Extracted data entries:
..........
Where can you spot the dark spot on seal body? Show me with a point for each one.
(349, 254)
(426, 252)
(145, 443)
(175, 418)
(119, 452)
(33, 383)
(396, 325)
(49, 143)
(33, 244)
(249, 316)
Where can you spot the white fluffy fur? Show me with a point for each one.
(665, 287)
..........
TASK TO CARRY OUT: Give back exactly the lines running from the line that has "Where can you spot the white" to the end of the entries above.

WRITTEN RESPONSE:
Where can you spot the white fluffy fur? Show me with a point for each one.
(665, 287)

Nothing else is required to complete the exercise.